Goal of the exercise.
Take every line of the material below that includes the string "body" and copy it out.

Records supplied.
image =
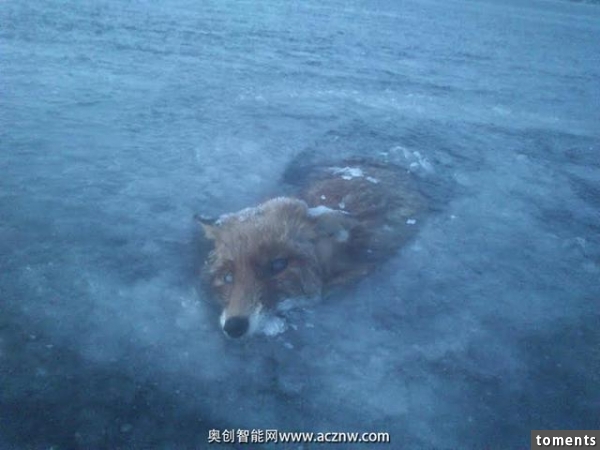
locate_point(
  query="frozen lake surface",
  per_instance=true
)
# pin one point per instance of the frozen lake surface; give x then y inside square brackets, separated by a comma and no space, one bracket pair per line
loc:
[120,120]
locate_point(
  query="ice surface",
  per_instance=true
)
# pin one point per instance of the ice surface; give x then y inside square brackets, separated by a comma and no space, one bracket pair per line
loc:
[120,120]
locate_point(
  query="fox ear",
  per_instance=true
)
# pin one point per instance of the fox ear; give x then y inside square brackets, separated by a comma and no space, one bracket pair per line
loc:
[208,226]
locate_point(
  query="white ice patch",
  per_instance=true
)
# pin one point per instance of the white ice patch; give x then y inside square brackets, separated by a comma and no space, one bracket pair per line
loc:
[347,173]
[321,209]
[271,326]
[415,160]
[241,216]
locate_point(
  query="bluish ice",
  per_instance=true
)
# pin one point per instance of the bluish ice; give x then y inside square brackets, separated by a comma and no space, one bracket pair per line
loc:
[120,120]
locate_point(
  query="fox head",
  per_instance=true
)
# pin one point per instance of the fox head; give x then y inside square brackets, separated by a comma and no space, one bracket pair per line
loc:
[279,250]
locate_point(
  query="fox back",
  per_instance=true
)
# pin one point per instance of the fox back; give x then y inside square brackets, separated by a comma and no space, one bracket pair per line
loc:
[343,220]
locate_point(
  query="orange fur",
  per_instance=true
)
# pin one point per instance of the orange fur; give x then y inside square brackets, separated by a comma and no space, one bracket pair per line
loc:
[344,221]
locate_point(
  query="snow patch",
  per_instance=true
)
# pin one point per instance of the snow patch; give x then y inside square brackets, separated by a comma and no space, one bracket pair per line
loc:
[347,173]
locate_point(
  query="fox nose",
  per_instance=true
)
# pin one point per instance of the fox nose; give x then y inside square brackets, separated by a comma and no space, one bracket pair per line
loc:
[236,326]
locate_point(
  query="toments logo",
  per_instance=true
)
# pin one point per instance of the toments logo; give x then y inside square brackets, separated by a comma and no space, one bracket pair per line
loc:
[567,439]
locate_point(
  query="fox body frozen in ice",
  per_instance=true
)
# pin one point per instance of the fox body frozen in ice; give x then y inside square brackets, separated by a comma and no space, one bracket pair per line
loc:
[341,222]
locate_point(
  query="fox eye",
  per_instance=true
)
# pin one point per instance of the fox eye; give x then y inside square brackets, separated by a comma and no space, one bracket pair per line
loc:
[278,265]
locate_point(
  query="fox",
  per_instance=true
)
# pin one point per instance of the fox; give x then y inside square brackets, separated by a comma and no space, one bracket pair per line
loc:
[341,221]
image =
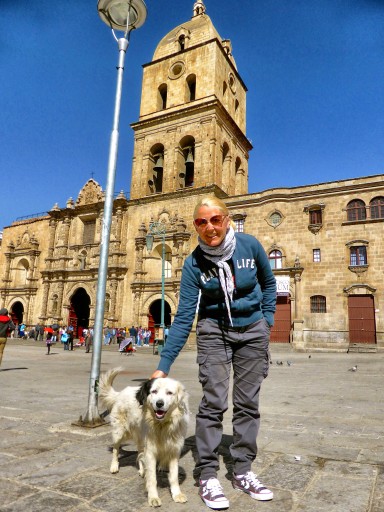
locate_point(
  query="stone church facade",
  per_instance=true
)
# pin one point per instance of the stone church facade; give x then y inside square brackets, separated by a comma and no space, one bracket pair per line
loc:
[324,241]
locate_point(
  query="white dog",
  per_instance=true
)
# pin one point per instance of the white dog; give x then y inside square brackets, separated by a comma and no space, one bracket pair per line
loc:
[154,416]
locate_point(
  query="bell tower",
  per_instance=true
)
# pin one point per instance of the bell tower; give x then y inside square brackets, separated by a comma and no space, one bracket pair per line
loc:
[191,129]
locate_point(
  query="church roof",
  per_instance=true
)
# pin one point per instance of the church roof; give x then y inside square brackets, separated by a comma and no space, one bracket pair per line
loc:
[200,29]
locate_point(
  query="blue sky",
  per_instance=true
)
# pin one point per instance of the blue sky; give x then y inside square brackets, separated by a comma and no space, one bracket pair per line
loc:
[314,72]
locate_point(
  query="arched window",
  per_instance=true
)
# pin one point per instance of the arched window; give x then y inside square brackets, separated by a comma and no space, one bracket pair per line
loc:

Finished exercise.
  query="fox body frozen in ice",
# pin one point per instance of the fox body frozen in ice; give x then y inside square brackets, separated by a comma and no space, one bracket pair per line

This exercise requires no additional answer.